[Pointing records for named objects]
#####
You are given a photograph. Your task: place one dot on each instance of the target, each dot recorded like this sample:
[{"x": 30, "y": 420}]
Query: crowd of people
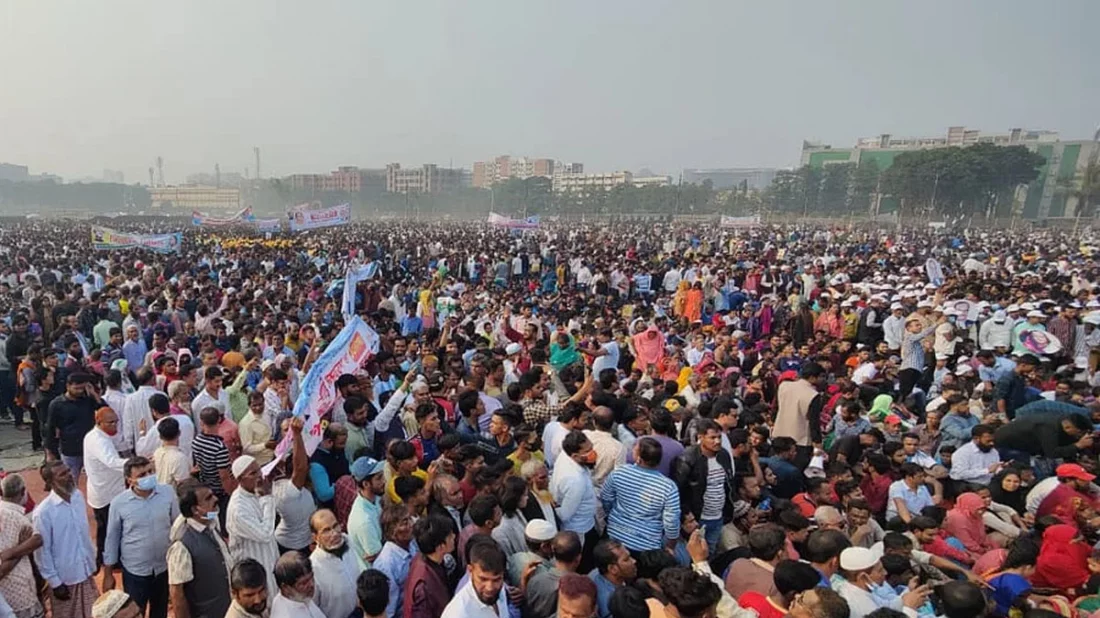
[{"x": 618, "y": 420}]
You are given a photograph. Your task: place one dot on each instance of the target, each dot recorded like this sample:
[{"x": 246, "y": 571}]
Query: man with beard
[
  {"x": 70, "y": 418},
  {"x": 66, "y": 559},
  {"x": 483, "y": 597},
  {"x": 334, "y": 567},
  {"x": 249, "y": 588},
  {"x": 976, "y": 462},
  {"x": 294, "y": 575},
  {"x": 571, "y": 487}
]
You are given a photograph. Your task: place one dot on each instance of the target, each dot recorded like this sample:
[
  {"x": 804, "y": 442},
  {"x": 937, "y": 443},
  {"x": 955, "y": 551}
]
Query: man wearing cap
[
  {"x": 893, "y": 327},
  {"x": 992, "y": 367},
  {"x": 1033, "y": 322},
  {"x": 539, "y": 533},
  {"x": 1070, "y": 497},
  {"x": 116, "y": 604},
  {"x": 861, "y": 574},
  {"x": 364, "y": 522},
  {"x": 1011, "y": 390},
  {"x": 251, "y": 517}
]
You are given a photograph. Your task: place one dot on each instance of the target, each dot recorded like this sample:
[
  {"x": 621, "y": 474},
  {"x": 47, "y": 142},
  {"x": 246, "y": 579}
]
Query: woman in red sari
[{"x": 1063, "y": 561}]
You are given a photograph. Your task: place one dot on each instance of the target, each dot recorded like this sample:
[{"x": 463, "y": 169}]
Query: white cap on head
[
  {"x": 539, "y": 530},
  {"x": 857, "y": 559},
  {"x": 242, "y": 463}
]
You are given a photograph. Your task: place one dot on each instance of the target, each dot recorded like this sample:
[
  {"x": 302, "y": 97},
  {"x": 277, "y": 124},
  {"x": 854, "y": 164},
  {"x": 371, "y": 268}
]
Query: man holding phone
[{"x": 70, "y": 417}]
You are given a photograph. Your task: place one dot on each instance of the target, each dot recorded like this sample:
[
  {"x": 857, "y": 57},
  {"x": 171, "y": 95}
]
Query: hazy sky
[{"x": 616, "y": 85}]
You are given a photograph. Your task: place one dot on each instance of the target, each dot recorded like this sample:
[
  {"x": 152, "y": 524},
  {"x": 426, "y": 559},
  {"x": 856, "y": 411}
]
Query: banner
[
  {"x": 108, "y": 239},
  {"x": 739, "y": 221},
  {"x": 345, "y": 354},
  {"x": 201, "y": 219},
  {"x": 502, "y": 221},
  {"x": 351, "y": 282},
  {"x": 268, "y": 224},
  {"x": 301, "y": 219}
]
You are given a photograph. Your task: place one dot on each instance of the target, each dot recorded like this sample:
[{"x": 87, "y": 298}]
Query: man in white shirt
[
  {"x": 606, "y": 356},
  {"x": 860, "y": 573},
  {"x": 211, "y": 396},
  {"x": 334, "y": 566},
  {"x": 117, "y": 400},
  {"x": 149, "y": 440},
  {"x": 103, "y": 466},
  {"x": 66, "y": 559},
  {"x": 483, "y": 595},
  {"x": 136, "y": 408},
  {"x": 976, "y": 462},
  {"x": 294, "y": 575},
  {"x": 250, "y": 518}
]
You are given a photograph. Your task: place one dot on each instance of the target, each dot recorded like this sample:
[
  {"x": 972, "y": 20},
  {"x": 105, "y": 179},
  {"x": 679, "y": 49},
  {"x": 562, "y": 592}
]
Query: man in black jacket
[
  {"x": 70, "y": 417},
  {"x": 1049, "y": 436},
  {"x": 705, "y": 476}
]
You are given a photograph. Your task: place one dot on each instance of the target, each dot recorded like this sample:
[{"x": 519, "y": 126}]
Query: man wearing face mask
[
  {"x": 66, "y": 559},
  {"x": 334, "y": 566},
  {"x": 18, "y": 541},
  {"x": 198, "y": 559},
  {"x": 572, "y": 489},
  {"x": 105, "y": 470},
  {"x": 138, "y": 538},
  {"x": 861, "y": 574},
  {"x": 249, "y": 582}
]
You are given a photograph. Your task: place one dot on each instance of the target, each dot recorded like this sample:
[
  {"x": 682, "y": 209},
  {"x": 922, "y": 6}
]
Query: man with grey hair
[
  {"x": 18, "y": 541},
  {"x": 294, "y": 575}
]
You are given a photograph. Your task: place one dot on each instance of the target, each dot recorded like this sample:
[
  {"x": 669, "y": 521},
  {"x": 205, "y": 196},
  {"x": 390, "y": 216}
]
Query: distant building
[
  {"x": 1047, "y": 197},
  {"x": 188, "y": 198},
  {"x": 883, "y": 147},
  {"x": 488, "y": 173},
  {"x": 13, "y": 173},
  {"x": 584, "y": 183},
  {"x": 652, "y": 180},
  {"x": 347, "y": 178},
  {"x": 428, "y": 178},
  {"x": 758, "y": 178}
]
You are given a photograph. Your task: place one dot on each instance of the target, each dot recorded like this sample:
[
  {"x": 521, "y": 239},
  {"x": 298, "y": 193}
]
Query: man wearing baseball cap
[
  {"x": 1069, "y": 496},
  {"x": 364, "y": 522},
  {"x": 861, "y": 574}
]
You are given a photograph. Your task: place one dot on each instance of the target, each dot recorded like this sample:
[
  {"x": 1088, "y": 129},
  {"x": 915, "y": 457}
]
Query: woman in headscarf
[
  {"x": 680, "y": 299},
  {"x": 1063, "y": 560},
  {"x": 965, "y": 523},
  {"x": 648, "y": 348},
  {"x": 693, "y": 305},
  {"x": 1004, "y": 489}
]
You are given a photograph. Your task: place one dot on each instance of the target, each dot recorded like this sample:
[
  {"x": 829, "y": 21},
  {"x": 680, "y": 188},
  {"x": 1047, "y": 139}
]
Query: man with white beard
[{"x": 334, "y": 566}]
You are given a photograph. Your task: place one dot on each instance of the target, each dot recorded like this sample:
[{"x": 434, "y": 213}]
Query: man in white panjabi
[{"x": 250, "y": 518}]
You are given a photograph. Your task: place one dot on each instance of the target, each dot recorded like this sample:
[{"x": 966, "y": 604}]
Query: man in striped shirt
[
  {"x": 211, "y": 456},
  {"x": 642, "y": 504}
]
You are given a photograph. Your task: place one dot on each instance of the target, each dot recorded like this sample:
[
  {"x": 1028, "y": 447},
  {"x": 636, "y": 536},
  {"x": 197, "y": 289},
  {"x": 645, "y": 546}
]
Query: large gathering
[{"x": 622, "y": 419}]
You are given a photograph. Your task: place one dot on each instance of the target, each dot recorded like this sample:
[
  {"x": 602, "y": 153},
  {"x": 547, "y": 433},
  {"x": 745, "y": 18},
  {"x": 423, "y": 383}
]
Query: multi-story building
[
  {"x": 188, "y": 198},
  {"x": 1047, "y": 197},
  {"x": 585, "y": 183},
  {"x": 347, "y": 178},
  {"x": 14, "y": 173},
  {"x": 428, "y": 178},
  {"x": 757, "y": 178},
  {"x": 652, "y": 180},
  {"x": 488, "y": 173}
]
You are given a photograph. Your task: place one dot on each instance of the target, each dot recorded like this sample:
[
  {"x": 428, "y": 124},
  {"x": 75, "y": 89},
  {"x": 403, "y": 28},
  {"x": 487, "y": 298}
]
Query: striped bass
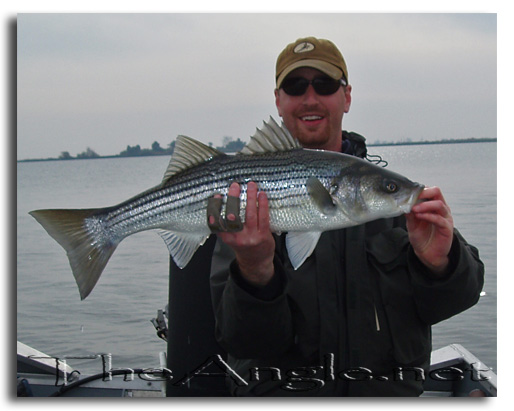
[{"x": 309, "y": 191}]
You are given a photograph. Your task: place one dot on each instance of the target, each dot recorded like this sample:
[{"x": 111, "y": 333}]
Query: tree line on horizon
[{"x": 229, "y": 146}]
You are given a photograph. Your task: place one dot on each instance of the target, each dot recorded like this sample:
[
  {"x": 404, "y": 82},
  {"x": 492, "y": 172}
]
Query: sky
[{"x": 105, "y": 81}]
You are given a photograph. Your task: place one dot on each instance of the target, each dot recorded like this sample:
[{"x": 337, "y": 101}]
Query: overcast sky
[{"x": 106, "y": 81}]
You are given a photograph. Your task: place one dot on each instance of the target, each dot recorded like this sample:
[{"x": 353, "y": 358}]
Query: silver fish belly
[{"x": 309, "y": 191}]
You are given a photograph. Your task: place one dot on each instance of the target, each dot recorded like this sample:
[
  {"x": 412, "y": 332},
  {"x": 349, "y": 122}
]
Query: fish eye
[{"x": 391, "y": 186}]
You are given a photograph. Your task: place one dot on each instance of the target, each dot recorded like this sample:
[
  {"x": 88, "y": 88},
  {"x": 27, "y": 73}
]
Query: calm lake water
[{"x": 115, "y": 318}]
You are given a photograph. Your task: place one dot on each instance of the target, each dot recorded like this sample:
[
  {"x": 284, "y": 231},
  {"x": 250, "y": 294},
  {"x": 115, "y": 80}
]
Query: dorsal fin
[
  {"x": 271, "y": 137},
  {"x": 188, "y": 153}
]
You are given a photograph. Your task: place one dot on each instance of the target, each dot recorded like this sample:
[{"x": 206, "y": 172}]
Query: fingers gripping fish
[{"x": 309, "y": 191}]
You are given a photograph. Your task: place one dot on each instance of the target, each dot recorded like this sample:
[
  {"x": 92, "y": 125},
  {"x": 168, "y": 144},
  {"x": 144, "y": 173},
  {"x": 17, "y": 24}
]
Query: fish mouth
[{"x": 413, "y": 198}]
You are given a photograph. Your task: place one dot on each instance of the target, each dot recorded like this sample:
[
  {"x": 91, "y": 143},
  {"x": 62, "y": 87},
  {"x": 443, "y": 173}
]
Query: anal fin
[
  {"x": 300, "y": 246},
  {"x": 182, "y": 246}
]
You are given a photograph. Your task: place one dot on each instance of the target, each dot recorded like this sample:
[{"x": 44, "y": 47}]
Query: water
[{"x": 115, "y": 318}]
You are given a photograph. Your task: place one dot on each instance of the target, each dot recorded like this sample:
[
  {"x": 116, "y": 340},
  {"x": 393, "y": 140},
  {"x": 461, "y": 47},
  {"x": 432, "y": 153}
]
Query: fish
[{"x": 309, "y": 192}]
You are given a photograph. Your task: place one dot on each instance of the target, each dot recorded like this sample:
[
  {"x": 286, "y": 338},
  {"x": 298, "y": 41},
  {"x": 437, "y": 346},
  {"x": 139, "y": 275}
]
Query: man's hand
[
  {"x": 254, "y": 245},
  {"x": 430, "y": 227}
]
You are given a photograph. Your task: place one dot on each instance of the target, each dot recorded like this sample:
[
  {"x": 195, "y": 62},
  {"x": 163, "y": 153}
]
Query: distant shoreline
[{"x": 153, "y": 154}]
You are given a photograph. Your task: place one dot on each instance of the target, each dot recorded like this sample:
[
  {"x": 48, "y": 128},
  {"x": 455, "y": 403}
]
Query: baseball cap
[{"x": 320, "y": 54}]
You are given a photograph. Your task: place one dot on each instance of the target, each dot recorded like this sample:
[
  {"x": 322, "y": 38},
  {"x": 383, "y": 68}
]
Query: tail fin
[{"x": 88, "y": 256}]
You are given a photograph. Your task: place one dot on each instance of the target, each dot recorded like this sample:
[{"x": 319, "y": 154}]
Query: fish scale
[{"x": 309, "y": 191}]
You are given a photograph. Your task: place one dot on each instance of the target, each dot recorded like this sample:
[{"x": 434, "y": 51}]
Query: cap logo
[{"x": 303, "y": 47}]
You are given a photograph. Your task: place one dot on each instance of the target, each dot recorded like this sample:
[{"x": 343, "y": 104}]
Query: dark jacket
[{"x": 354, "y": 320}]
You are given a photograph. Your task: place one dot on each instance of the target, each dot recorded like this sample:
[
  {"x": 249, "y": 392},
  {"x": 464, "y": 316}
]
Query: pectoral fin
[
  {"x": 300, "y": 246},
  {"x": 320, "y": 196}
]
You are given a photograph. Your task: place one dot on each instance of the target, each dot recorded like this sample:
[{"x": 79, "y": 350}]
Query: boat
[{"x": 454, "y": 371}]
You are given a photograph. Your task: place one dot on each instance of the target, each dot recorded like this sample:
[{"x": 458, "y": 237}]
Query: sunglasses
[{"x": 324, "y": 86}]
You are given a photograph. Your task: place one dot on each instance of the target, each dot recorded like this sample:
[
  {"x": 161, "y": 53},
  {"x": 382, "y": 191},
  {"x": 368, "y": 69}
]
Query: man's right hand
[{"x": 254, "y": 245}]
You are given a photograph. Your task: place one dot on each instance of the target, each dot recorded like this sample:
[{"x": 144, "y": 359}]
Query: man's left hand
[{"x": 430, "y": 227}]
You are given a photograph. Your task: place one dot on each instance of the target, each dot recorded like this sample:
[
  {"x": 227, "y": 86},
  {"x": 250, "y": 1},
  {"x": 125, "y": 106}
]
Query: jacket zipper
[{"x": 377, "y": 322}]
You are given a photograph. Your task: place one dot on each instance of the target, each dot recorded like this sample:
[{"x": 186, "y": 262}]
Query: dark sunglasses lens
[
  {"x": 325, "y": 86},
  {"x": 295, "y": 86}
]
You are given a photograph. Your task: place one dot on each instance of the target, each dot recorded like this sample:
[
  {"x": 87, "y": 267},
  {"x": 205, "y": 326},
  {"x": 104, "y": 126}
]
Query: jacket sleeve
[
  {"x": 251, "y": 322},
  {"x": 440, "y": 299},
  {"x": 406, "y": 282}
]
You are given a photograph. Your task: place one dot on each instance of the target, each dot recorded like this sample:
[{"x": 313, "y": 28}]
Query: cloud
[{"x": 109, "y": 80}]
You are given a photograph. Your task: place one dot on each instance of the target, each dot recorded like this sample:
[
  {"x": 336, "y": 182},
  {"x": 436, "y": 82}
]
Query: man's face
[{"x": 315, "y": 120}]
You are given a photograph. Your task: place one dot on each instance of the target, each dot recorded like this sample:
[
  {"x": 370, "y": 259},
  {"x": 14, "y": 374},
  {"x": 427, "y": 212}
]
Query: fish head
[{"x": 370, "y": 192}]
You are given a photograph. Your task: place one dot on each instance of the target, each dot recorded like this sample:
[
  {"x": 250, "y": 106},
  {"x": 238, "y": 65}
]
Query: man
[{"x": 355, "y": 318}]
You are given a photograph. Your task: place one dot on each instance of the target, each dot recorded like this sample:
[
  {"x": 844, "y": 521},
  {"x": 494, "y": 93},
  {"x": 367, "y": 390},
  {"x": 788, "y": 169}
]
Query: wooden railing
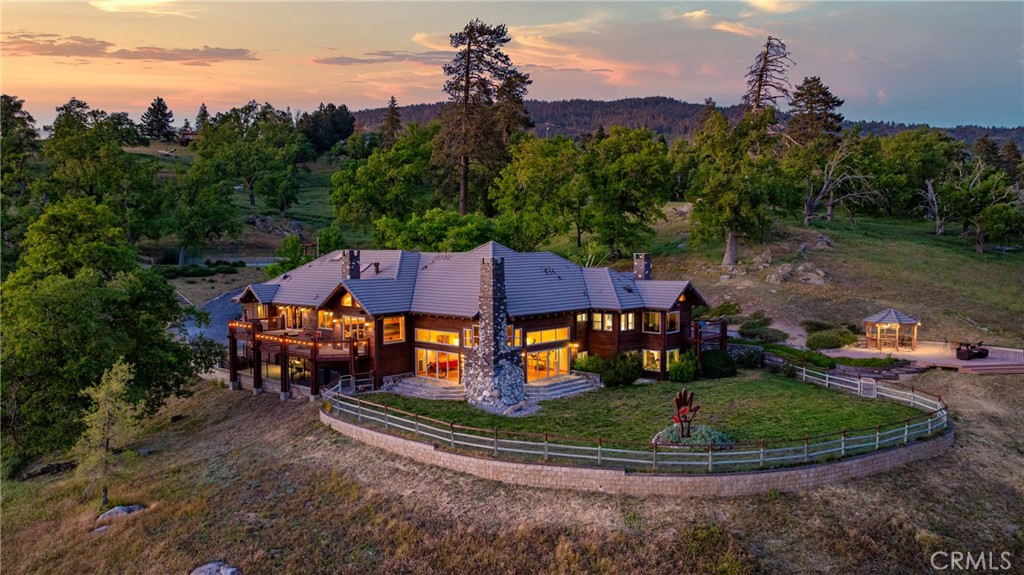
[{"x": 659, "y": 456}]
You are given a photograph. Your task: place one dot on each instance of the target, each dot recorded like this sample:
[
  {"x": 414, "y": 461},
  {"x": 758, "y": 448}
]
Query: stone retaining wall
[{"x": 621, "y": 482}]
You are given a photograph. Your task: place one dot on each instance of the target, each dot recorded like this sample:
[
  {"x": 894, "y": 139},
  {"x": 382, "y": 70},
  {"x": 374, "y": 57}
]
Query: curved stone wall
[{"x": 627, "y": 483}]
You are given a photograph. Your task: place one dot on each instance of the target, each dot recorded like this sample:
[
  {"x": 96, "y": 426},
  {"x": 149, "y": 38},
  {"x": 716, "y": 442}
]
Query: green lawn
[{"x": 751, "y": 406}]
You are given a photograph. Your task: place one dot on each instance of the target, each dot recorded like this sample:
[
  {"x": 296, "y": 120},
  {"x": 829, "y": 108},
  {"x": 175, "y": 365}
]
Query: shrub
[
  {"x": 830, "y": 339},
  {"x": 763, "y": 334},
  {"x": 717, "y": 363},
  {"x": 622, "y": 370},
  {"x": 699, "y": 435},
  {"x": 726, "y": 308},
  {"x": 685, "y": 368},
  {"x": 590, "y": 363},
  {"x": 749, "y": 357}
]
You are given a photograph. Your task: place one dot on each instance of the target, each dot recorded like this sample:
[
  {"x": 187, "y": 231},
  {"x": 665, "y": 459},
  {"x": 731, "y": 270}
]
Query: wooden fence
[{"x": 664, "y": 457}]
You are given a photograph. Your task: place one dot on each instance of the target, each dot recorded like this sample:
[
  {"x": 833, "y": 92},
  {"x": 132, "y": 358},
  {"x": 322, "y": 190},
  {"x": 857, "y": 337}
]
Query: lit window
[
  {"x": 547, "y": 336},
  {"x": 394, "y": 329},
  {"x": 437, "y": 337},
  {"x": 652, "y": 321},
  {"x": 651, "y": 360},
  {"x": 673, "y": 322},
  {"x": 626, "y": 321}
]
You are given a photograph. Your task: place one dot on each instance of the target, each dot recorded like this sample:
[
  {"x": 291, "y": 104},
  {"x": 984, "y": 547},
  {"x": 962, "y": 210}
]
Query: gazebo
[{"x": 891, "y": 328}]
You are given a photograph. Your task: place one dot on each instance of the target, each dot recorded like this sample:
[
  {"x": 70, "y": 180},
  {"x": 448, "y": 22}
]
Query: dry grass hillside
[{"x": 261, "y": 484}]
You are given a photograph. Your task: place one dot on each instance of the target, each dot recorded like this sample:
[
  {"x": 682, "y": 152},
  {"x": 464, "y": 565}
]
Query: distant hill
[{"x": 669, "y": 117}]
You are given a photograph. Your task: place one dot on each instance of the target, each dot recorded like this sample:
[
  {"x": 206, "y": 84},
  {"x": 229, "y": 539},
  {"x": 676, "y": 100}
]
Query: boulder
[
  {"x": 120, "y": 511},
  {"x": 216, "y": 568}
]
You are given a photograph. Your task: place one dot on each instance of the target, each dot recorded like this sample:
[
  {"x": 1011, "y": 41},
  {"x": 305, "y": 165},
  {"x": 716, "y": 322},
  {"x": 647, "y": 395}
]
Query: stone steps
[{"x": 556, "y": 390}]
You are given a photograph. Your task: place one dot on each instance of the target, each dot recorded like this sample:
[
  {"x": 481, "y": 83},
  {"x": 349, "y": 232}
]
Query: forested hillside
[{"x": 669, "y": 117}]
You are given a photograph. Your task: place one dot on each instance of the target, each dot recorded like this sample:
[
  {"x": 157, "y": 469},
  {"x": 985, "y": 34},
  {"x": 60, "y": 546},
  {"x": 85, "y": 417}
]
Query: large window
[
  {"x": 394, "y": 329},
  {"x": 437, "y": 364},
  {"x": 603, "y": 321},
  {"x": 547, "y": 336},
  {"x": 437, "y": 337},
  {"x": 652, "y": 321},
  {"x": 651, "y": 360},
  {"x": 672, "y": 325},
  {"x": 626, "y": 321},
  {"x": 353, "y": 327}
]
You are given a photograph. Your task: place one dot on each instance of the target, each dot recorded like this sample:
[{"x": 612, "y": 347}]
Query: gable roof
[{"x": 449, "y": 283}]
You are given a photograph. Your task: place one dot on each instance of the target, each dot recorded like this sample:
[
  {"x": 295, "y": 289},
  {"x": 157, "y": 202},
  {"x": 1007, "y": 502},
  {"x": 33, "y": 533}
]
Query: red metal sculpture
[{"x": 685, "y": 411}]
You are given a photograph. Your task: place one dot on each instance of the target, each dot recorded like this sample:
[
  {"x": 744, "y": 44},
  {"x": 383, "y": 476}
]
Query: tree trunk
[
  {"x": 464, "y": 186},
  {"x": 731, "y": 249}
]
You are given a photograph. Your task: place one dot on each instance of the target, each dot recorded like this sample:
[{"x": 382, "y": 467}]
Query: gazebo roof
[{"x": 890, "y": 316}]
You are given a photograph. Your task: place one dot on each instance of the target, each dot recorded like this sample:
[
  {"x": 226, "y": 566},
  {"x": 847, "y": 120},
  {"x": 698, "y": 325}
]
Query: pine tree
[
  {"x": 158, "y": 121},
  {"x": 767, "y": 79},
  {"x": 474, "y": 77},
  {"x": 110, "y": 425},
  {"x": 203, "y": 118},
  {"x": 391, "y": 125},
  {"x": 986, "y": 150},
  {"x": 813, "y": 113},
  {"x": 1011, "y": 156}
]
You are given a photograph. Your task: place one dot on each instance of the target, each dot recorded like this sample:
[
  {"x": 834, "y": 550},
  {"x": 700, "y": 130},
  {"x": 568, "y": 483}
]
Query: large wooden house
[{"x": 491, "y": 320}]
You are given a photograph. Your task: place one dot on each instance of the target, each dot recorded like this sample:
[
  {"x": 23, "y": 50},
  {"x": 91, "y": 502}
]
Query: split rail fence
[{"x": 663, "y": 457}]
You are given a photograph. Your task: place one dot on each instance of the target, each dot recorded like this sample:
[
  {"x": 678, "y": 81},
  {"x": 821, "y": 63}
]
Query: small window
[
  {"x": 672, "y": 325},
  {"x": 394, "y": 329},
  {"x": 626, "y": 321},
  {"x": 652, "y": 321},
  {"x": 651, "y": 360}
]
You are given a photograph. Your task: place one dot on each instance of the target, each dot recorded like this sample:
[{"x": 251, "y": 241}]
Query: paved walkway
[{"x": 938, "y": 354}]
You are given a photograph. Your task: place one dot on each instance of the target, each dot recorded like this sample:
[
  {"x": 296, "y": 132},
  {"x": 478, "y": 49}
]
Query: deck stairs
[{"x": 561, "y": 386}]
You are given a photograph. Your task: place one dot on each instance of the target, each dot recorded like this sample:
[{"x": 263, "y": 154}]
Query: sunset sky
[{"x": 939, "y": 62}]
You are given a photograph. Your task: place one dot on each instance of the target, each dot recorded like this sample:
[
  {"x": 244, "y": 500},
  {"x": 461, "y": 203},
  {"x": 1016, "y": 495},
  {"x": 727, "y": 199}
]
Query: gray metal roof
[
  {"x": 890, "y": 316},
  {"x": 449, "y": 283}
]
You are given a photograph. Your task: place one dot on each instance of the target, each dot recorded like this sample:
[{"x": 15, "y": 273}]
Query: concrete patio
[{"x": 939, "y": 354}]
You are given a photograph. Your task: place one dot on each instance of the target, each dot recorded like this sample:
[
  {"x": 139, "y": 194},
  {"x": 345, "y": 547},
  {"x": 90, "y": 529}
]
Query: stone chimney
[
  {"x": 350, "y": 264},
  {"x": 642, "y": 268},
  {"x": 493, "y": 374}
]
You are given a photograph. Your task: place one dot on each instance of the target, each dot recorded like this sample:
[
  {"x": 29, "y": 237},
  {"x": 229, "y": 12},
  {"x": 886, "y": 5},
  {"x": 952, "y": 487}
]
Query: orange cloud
#####
How many lines in the records contain the string "baseball"? Case counts. Reply with the number only.

2